• Supplied passage

The contractor may elect to proceed under this act with respect to any claims pending then before the contracting officer or initiated thereafter. It is not intended that upon the effective date of this act, a claim currently before an agency board can be switched to a court under this act’s provisions.

Thus a contractor may proceed under the Act and file suit directly in the Court of Claims with respect to a claim pending before the contracting officer on the effective date of the Act. But the language of the Senate Report explicitly prevents a claim which is before an agency board (that is, one which has been the subject of a contracting officer’s final decision) from being switched to the Court of Claims under the Act’s provisions. The evident intent of Congress was not to consider a claim which has been the subject of a contracting officer’s decision and is on appeal to an agency board as still "pending” before the contracting officer, for the Act permits contractors with claims which are only pending before a contracting officer to proceed in court, yet prohibits such switching if the contracting officer’s final decision is on appeal to a board. Again we can see no reason why the meaning of "pending before the contracting officer” should be interpreted differently when determining the applicability of the Act’s interest provisions than it is when determining a contractor’s right of direct access.

• To be done
Please answer from the passage on contract claims: what does the language of the Senate Report explicitly prevent? These entries have no connection to the passage.

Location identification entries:
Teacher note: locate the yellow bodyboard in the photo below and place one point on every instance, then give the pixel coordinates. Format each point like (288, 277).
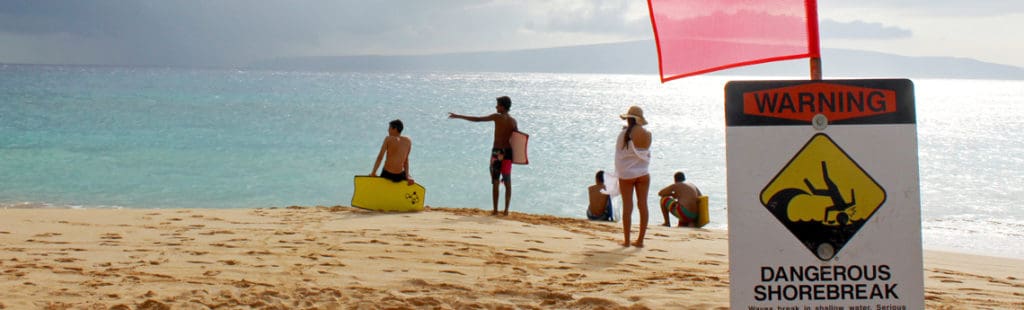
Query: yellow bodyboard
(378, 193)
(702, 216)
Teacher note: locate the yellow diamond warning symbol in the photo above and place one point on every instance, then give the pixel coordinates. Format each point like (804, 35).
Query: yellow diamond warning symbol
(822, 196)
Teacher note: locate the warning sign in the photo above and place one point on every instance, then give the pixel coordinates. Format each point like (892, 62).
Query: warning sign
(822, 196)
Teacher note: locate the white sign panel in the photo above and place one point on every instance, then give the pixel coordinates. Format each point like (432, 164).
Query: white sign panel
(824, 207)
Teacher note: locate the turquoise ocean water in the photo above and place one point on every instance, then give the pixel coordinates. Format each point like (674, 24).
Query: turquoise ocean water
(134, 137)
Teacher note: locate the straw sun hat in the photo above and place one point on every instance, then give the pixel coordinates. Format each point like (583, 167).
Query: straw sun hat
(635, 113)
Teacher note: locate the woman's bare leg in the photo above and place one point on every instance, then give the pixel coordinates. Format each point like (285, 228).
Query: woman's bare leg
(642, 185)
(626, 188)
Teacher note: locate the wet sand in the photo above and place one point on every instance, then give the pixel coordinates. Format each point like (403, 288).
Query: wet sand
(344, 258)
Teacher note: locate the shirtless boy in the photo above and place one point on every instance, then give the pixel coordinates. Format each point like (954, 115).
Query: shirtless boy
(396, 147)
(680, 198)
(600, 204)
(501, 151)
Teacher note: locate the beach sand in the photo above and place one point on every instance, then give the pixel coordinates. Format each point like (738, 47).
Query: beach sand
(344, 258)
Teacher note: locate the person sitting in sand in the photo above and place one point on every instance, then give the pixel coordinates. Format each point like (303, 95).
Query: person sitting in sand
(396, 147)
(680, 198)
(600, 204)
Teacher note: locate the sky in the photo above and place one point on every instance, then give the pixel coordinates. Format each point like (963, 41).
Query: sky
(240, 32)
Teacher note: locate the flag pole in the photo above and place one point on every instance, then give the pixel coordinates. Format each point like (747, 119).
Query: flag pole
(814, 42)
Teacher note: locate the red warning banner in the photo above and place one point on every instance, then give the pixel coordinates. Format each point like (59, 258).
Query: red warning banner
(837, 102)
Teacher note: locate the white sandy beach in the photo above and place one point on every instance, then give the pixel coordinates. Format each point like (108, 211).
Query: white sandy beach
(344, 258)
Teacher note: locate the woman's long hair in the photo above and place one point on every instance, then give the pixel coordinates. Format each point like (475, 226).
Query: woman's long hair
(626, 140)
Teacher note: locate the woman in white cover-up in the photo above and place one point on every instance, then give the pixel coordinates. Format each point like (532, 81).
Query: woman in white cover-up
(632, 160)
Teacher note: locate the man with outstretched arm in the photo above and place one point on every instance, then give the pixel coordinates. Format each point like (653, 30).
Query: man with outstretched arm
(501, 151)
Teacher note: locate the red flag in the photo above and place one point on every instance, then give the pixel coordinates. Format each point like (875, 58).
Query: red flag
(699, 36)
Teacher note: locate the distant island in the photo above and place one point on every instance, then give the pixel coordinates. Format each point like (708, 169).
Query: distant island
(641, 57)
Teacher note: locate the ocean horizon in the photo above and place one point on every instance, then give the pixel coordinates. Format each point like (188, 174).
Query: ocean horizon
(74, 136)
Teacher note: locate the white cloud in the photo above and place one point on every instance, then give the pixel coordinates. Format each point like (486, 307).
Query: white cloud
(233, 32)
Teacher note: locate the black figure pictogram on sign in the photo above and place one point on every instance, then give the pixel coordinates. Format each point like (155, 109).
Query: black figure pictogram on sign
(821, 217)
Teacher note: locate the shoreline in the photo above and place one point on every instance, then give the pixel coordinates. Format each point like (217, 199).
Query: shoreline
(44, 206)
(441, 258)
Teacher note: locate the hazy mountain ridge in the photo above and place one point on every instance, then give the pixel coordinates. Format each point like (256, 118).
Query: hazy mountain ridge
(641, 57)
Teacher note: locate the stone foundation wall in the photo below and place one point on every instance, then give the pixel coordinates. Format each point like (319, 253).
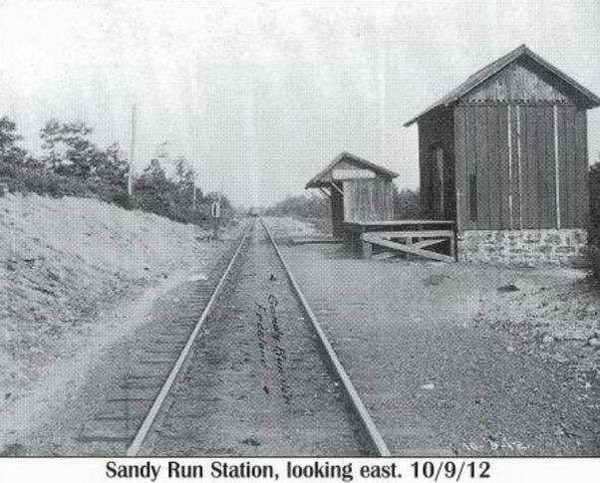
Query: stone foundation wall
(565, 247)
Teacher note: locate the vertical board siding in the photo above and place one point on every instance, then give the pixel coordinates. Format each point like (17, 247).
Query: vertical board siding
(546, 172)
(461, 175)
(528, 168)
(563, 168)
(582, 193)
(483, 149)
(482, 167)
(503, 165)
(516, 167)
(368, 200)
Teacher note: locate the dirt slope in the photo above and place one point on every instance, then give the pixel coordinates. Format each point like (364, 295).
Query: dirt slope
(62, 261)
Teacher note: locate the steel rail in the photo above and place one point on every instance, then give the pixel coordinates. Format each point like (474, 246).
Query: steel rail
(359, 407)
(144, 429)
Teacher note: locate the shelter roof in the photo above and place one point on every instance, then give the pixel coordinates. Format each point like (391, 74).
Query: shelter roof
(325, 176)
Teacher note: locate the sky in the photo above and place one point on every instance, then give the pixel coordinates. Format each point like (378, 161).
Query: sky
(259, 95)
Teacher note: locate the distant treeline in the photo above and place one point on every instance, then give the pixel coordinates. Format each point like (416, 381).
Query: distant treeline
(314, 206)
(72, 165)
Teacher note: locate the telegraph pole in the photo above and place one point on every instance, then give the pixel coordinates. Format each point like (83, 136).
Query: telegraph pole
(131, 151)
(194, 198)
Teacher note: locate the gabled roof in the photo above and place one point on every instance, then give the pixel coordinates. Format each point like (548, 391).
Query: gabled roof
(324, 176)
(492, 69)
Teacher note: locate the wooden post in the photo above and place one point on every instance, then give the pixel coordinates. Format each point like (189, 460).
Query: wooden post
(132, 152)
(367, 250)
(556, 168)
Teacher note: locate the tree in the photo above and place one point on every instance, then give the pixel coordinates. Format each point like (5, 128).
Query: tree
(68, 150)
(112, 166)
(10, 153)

• Result for this exercise
It prevents a claim that is before an agency board from being switched to the Court of Claims under the Act's provisions.